Your instructions — Rewrite the lines below, replacing every "Reply" with "Answer" and leaving everything else unchanged.

(Extracted data entries)
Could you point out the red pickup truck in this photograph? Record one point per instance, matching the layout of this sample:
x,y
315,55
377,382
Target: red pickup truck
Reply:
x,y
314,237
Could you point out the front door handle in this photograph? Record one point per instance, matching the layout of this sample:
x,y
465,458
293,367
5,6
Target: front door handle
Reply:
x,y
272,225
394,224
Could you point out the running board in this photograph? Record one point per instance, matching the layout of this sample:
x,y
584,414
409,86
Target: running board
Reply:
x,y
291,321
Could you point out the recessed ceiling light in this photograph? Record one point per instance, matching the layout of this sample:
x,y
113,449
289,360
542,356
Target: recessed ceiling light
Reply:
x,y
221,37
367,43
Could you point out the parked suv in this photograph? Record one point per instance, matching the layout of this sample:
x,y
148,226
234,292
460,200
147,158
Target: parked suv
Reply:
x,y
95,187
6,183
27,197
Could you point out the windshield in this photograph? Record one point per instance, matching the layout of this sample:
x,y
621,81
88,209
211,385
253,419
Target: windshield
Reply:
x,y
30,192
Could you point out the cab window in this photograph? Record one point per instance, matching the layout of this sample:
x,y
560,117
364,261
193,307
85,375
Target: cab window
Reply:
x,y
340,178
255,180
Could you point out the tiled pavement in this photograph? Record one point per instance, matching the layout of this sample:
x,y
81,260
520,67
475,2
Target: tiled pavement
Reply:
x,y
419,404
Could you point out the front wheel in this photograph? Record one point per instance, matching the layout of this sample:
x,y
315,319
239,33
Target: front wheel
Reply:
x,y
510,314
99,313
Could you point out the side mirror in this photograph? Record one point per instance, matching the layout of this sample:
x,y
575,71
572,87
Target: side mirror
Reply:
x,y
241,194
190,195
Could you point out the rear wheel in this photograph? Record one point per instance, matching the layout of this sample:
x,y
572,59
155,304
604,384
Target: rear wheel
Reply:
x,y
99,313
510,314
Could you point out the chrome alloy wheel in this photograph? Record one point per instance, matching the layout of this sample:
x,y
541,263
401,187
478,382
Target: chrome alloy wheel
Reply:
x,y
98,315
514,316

Exercise output —
Could you point out the red pickup truck in this photograph? Record one point per instance, matching the layout of this sample:
x,y
315,55
377,382
Target: red pickup truck
Answer:
x,y
314,237
Could you point out the front door handle in this photograph? Record one point per instance, matching the layout of this sample:
x,y
465,458
293,367
5,6
Target: front door handle
Answer:
x,y
272,225
394,224
Could you point out the running board in this photograph? Record one point per instance, matching the layout of this sample:
x,y
584,414
409,86
Target: running board
Answer:
x,y
291,321
Could you point out the recessed ceiling light in this photograph? Record one point per instance, matching the layout of this sample:
x,y
113,449
289,360
542,356
Target: recessed ceiling light
Answer:
x,y
221,37
367,43
Could you point out the parked suv in this photograph? Record one point per instance, matching the layout of this sample:
x,y
148,226
234,292
460,200
147,158
Target: parked suv
Answer:
x,y
95,187
6,183
27,197
Could you point out the windshield in this photograph? Record one point per instance, matching the layout of this sample:
x,y
621,81
88,209
211,385
253,419
Target: windshield
Answer:
x,y
30,192
Could you point out the cab window in this photograph? Record one point per instance, matching the layout of this sample:
x,y
560,117
364,261
193,307
85,375
Target: cab window
Answer:
x,y
340,178
255,180
Could you point out the tiled pavement in this photograph? Record one point per instance, matching the layout of this sample:
x,y
81,260
520,67
475,2
Target: tiled pavement
Answer:
x,y
419,404
Could you point out the front wheel in this photograph? Record one point per instance, matching the layout of this sample:
x,y
315,319
239,33
Target: front wheel
Answer:
x,y
510,314
99,313
Could you point out the side mirror in this photograph? Record one point per instance, matching the layout of this sample:
x,y
575,71
572,87
Target: side mirror
Answer:
x,y
241,194
190,195
Could you point out the rear wheel in this photograph? Record one point per instance, matching the layout of this sample:
x,y
572,59
155,304
604,384
Target: rear wheel
Answer:
x,y
99,313
510,314
Could you point out the chrome alloy wheel in this photograph? Record one point per instance, matching the layout of this sample:
x,y
541,263
401,187
478,382
Target: chrome alloy wheel
Answer:
x,y
98,315
514,316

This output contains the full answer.